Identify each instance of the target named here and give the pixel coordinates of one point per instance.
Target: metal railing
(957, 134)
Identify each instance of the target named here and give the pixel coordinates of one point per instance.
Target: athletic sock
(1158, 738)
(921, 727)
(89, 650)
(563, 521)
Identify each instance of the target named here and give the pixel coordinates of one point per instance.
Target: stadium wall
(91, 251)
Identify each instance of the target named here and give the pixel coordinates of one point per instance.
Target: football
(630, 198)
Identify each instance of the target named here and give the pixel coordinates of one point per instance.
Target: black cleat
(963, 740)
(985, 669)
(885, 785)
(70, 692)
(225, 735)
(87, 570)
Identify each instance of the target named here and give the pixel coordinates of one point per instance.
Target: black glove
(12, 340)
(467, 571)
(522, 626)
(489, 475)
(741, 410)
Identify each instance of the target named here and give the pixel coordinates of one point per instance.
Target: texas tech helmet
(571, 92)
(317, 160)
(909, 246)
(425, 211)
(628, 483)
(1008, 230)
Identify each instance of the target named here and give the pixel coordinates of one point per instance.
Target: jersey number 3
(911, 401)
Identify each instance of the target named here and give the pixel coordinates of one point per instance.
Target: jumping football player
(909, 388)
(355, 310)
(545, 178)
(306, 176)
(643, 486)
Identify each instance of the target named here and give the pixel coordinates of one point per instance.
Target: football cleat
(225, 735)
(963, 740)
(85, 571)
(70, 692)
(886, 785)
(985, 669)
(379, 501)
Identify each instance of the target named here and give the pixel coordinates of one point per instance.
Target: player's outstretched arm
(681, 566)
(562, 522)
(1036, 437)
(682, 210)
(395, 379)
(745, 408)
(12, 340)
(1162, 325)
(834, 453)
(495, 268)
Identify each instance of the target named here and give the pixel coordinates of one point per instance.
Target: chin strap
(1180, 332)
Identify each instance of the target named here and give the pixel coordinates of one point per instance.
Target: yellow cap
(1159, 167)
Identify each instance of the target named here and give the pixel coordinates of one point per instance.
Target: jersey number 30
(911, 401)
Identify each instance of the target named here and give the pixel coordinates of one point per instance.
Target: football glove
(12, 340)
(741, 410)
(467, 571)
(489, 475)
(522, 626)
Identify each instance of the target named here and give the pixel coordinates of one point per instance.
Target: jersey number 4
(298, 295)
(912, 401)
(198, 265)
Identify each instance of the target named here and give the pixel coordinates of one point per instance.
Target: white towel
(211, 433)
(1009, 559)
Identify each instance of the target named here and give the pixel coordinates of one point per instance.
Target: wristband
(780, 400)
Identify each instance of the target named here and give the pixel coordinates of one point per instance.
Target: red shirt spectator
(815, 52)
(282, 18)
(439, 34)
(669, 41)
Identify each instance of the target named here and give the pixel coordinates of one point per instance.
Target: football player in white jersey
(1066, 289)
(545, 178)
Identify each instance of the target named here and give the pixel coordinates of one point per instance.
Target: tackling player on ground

********

• **Aim of the exercise**
Above are the records; copy all of them exactly.

• **Task output**
Identify each instance of the target named here and give the pixel coordinates of one point per instance.
Target: metal railing
(957, 134)
Identify each instance of the target named here and give the pixel coordinates of one point per instance.
Target: athletic sock
(1158, 738)
(921, 727)
(89, 650)
(563, 521)
Identify each instance of the target named here and give the pixel coordinates of one point per instance.
Target: stadium wall
(91, 251)
Identify each instance of the target named here and give the pixel coordinates of one point per instance.
Target: football
(630, 198)
Identify each instance of the target named here and give the pixel coordinates of one point per instance.
Target: black cleat
(963, 740)
(985, 669)
(885, 785)
(70, 692)
(225, 735)
(87, 570)
Identify each instance of the target named here and give the pixel coordinates of one point per instance.
Target: black glove
(12, 340)
(467, 571)
(522, 626)
(489, 475)
(741, 410)
Identify each instance of the target named here and give the pixel coordinates of one point per instance.
Target: texas tech helmet
(571, 92)
(317, 160)
(909, 246)
(425, 211)
(628, 483)
(1008, 230)
Identify each instance of the target named here and give the pixel coordinates of one point per instance.
Target: jersey number 3
(911, 401)
Identify each instance of the target named here and give the pixel coordinates of one point per instance.
Target: jumping football player
(909, 388)
(355, 310)
(545, 178)
(306, 176)
(643, 486)
Identify each instance of the target named here and give the pixel coordinates of one point per instance.
Target: football cleat
(225, 735)
(963, 740)
(85, 571)
(70, 692)
(886, 785)
(985, 669)
(379, 501)
Identify each instance of the target named here and give the pixel coordinates of one point per instance.
Target: player's outstretched arm
(681, 566)
(562, 522)
(1036, 437)
(682, 210)
(395, 379)
(745, 408)
(12, 340)
(1162, 325)
(834, 453)
(495, 268)
Identify each instance of the target named here and give the pixel coordinates of one point per instance.
Target: chin strap
(1180, 332)
Identify each instance of the target named here and give the pixel coordinates of one point per instance.
Target: yellow cap
(1159, 167)
Identify each instance of the target named here and give the pixel coordinates of one point per instance.
Target: jersey number 30
(911, 401)
Identify each instance of the target named here and give the pixel coordinates of one point per instance.
Target: football glove
(12, 340)
(741, 410)
(467, 571)
(489, 475)
(522, 626)
Identify each instance of the target named here and give the pixel coordinates of one point per instance.
Target: jersey number 4
(298, 295)
(912, 401)
(198, 265)
Identify each instance of the target named here and give the pixel coordinates of one point per instance.
Target: white towel
(211, 433)
(1009, 559)
Identify each instance of the target named here and give the pixel coordinates of one point per instance.
Target: wristband
(780, 400)
Identify each instance of the target named here and give the pixel coordinates of one point per instance.
Target: red shirt spectator
(815, 52)
(282, 18)
(439, 34)
(669, 41)
Identify each instance of the target named here and give the pixel coordinates of one point per instance.
Target: football player in white jersey
(1066, 289)
(545, 178)
Identify each instance of the target named here and give the pixel coordinates of one point per instance.
Target: tackling player on ground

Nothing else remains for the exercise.